··· Records provided

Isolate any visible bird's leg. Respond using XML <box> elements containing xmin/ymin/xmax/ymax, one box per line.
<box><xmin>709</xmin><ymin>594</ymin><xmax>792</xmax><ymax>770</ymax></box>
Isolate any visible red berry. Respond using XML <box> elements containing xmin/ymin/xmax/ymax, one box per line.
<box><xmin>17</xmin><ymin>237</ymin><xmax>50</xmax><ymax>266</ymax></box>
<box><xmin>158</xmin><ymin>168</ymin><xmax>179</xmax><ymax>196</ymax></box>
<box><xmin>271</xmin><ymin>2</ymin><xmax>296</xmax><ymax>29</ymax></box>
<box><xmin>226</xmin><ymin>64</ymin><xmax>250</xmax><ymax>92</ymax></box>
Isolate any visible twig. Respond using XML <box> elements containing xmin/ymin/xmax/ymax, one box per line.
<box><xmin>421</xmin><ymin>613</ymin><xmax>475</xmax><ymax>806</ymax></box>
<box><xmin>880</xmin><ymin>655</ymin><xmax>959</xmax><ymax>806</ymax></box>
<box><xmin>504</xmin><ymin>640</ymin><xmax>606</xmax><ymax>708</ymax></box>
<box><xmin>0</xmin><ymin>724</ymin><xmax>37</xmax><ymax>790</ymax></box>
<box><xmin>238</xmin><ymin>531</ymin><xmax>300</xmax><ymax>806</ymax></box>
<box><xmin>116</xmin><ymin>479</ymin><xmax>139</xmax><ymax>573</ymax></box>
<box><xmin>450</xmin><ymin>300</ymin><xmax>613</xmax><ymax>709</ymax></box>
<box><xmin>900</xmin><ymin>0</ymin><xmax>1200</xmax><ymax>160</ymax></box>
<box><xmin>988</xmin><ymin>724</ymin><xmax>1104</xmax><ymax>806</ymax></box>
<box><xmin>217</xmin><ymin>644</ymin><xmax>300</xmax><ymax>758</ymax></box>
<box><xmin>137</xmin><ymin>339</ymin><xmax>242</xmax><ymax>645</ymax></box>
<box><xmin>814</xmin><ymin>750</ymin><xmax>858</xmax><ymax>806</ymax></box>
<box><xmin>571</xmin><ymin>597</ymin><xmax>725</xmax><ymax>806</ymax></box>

······

Lay out the records above as a Markdown table with the columns Row and Line, giving each line its own numbered row. Cover only the lines from the one containing "Isolate any visible twig." through the last line of the records, and leave out any blank lines.

→ **Answer to this problem**
| Row | Line |
|---|---|
| 1 | Isolate any visible twig. Respond using XML <box> elements containing xmin/ymin/xmax/ymax, one box per line. |
| 2 | <box><xmin>421</xmin><ymin>613</ymin><xmax>475</xmax><ymax>806</ymax></box> |
| 3 | <box><xmin>880</xmin><ymin>655</ymin><xmax>959</xmax><ymax>806</ymax></box> |
| 4 | <box><xmin>504</xmin><ymin>640</ymin><xmax>606</xmax><ymax>708</ymax></box> |
| 5 | <box><xmin>0</xmin><ymin>724</ymin><xmax>37</xmax><ymax>790</ymax></box> |
| 6 | <box><xmin>238</xmin><ymin>531</ymin><xmax>300</xmax><ymax>806</ymax></box> |
| 7 | <box><xmin>116</xmin><ymin>479</ymin><xmax>139</xmax><ymax>573</ymax></box> |
| 8 | <box><xmin>450</xmin><ymin>300</ymin><xmax>613</xmax><ymax>709</ymax></box> |
| 9 | <box><xmin>900</xmin><ymin>0</ymin><xmax>1200</xmax><ymax>160</ymax></box> |
| 10 | <box><xmin>988</xmin><ymin>724</ymin><xmax>1104</xmax><ymax>806</ymax></box> |
| 11 | <box><xmin>217</xmin><ymin>644</ymin><xmax>300</xmax><ymax>758</ymax></box> |
| 12 | <box><xmin>137</xmin><ymin>339</ymin><xmax>242</xmax><ymax>645</ymax></box> |
| 13 | <box><xmin>814</xmin><ymin>750</ymin><xmax>858</xmax><ymax>806</ymax></box> |
| 14 | <box><xmin>571</xmin><ymin>597</ymin><xmax>725</xmax><ymax>806</ymax></box> |